§ **What this task involves**
Reproduce the entries exactly and omit the pictures.

BEGIN Listed records

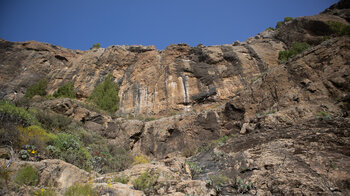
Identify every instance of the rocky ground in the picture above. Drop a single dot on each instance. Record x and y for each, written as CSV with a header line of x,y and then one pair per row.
x,y
216,120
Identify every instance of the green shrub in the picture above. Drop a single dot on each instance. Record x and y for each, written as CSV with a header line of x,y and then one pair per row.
x,y
66,90
80,190
195,169
297,48
140,159
38,88
71,150
52,121
28,176
5,174
218,181
105,95
97,46
339,28
323,115
10,113
27,134
122,179
146,182
243,187
45,192
281,23
109,158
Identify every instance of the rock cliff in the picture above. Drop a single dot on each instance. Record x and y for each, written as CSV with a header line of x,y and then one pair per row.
x,y
216,120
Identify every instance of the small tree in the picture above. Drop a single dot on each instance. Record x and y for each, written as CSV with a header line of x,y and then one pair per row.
x,y
105,95
97,46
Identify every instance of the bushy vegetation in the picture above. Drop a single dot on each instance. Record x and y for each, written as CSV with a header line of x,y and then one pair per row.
x,y
105,95
281,23
97,46
34,132
4,176
195,169
146,182
80,190
140,159
45,192
70,149
218,181
121,179
296,48
339,28
10,113
27,175
52,121
66,90
39,88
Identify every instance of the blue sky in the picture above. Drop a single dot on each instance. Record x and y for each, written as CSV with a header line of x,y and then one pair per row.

END Listed records

§ **Exercise solution**
Identify every instance of the rocky ground in the picture above. Drop a single dot on each instance. Record x and y for each, written as CSV with a header line of x,y and then one pair per row.
x,y
216,120
Identify every instance of the green shrub in the picture above. Drop a single dot on each instance. Record x and y for each, written as CSV with a header line of x,y and then one pair per row.
x,y
66,90
80,190
195,169
297,48
140,159
38,88
71,150
52,121
28,176
5,174
218,181
105,95
97,46
339,28
323,115
10,113
27,134
122,179
146,182
243,187
45,192
281,23
109,158
Identify every instance of the rock cliff in the picture above. Drop a single dot on each instance. Record x and y for each, written as CSV with a header line of x,y and then one pair per row.
x,y
216,120
Identify every instance of the small tree in the picture above. Drop a single dot on each instance. Record x and y for each, written as CSV with a header line of x,y and then one pair per row.
x,y
105,95
97,46
Identify every instance of the bushy vegetation in the picture above. Drop a single dot on each instance. Record x and y for each, written as CSV with a header line of x,y and then one pair per row.
x,y
105,95
281,23
97,46
34,132
4,176
195,169
146,182
80,190
140,159
45,192
70,149
218,181
121,179
296,48
339,28
10,113
27,175
52,121
66,90
39,88
Identify every instance of the blue sky in the picture above. Drop a single dot on each instance. Record x and y for each, written as CSV with a header line of x,y and then one pair per row.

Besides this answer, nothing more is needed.